*Given request:*
Please reproduce the following records exactly as they appear, line for line.
______
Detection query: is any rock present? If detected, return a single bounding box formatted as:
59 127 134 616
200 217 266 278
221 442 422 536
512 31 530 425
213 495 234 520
______
*Completed exercise:*
Detection query: is any rock present? If detected, return a single bounding box formatted as:
59 127 134 616
200 217 266 278
221 442 422 536
512 31 530 425
213 495 234 520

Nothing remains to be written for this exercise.